- **Exercise aim**
Swap each "sofa" for "couch" in the records, starting at the line that has "Point to the white dining" and stopping after the line that has "[(340, 221), (298, 219)]". Give only those lines again, with everything else unchanged.

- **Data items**
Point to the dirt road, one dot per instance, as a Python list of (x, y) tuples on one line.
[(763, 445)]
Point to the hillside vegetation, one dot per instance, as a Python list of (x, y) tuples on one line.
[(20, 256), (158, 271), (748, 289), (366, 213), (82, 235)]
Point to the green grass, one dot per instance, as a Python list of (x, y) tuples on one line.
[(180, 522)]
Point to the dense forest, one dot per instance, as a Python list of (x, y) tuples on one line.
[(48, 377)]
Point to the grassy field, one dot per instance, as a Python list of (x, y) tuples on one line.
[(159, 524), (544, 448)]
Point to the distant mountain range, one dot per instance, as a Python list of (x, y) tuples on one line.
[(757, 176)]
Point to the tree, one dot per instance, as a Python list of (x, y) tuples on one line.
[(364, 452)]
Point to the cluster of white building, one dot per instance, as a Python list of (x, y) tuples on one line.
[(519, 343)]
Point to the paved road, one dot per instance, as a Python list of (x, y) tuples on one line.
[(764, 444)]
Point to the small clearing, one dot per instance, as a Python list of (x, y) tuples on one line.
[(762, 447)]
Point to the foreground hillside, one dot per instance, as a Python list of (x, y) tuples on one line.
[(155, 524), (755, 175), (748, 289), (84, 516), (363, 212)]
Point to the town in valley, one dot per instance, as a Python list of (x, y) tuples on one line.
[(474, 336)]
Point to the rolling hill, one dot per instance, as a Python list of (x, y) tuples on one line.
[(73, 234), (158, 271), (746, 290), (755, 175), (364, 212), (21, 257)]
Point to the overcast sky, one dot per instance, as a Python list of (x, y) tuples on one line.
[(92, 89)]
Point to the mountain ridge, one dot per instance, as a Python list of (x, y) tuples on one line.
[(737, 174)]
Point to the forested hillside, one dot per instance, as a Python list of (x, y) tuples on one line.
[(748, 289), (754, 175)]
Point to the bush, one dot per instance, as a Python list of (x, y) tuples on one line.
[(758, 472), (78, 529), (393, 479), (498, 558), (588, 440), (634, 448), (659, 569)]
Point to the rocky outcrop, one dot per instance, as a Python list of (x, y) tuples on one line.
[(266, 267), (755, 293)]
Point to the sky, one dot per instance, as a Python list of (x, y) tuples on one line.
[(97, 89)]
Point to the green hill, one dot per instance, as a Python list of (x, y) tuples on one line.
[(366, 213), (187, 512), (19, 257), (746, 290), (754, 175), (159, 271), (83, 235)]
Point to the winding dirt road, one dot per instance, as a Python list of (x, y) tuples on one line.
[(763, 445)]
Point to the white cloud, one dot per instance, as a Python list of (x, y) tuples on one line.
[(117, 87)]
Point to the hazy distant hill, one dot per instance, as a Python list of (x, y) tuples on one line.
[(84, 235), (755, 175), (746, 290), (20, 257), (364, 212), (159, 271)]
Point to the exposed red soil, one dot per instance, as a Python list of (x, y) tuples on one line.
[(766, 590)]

* * *

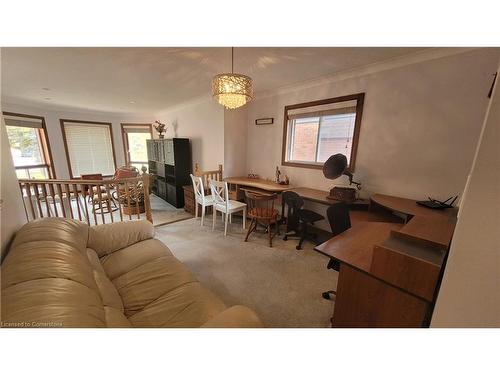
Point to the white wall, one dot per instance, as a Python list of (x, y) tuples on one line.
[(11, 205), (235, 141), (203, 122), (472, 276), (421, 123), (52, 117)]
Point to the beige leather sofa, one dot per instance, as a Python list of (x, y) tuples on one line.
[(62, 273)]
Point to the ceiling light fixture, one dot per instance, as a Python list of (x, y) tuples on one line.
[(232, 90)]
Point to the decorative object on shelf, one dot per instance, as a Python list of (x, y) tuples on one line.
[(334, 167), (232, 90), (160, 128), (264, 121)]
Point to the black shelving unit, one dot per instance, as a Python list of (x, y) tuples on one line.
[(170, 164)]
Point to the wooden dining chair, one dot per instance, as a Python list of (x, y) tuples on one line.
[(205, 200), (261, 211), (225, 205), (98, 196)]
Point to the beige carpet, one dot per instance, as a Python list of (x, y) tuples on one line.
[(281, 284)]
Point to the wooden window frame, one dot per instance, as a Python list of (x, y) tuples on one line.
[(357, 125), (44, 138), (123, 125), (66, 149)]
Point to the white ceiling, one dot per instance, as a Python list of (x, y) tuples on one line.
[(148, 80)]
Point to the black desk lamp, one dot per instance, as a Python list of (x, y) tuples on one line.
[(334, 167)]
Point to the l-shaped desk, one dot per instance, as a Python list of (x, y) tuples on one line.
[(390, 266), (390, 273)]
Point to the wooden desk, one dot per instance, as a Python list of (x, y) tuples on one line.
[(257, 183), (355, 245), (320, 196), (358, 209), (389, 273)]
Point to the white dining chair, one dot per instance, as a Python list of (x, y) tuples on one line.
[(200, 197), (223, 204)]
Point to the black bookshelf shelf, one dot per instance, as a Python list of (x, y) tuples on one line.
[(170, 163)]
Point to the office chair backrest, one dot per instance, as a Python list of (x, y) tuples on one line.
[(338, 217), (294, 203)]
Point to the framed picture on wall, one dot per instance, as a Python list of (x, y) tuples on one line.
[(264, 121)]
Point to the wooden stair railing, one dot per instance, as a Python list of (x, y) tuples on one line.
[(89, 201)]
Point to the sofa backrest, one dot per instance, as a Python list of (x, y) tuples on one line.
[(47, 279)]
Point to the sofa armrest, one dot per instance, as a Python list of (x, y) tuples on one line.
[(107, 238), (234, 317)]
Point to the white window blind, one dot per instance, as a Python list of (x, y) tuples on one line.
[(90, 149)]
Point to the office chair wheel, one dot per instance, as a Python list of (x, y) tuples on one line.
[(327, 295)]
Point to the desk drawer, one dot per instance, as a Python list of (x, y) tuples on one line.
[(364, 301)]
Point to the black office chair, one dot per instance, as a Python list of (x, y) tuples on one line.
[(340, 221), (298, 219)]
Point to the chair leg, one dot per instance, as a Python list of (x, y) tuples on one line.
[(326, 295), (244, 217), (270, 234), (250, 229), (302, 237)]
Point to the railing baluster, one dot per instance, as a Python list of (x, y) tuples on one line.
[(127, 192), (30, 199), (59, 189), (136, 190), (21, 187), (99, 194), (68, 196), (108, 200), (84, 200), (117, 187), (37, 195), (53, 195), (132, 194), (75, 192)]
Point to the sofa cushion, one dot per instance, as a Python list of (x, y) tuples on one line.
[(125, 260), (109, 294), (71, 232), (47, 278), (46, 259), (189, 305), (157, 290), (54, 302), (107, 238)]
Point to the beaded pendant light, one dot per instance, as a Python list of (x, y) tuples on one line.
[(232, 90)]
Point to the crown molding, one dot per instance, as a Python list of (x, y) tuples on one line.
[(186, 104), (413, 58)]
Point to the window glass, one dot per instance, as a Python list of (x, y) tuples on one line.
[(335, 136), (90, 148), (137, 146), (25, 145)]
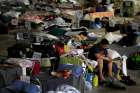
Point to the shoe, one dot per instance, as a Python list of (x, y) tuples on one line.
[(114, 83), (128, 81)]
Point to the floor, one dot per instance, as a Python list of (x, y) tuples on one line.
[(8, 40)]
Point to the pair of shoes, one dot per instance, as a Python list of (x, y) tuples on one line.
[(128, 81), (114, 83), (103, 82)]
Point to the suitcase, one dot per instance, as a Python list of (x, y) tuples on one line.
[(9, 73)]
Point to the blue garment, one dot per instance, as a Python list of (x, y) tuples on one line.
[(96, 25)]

- **Worked solution**
Point to the white dining chair, one dot per instance, as a Python list of (x, y) tuples on one line.
[(200, 197), (223, 204)]
Point to the black bookshelf shelf, one dot per instance, as a Python list of (x, y) tuples on one line.
[(170, 163)]
Point to the office chair backrest, one dot per instance, as a Python list of (x, y) tuples on one line.
[(338, 217), (294, 203)]
Point to the framed picture on wall, one dot per instance, as a Python list of (x, y) tuples on one line.
[(264, 121)]
Point to the wooden stair railing, one dot per instance, as a Python list of (x, y) tuples on one line.
[(89, 201)]
Point to the couch backrest, one dot per instance, as a Python list of (x, y) tuples on one line.
[(47, 279)]
Point to the couch armrest, one dot per instance, as a Python list of (x, y) tuples on one line.
[(107, 238), (234, 317)]
Point to the white window blind, one dot per instance, as a Python list of (x, y) tuples on one line.
[(90, 149)]
Point to the office chair wheel, one dot per instance, as a Python list of (x, y) tuples on one line.
[(327, 295)]
Point to the desk drawer, one dot per instance, as a Python list of (x, y) tuples on one line.
[(364, 301)]
Point to the black office chair, one dot per instance, as a Python list of (x, y) tuples on one line.
[(340, 221), (298, 219)]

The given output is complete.